***** Extract to read
Saturday, November 8, 2008

This replaces a post under editorial review

Another post was supposed to occupy this space; but that post worked its way around to the subject of race, and I'm not crazy enough to post anything that touches on race without giving my internal editor a couple or three chances to review it.

So you'll have to be satisfied with this safer, politically correct, post about the excursion we took last evening to the geezer warehouse down by Schrack's Corner. We fit right in, or at least I did; because I was hobbling along in full gimp mode from something that suddenly and inexplicably went wrong with my hip the other day. I was lamer and slower than most of the coots. But don't get the idea that I was feeling sorry for myself. I wasn't; I took consolation in the fact that I didn't have dentures to work around in my mouth and click during the play, and my hair isn't blue or orange.

All in all Shannondell seems a pretty nice place, sort of like The Villages only all the houses are stacked on top of one another and compressed into one complex of big buildings with open air balconies instead of Florida rooms. Sam is of the opinion that all the inmates are at least in their high seventies; but I had the distinct impression that there were some younger ones in the gaggle of them I accompanied up in the elevator after the show. Linda took the stairs because the elevators were slow; and there was a crowd waiting. I took an elevator without shame, muscling aside a couple of the codgers who were slower than me with their elbows.
**********
***** Dataset entries
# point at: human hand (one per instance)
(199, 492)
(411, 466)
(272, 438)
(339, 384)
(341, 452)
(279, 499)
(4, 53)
**********
● What to work on
Check each statement against the post about the evening at Shannondell, answering yes or no and quoting the words of the post that settle it. (a) The writer's hip trouble came on suddenly. (b) Linda rode the elevator up after the show. (c) The writer had dentures to click during the play.

● In response
(a) Yes: "something that suddenly and inexplicably went wrong with my hip the other day"
(b) No: "Linda took the stairs because the elevators were slow"
(c) No: "I didn't have dentures to work around in my mouth and click during the play"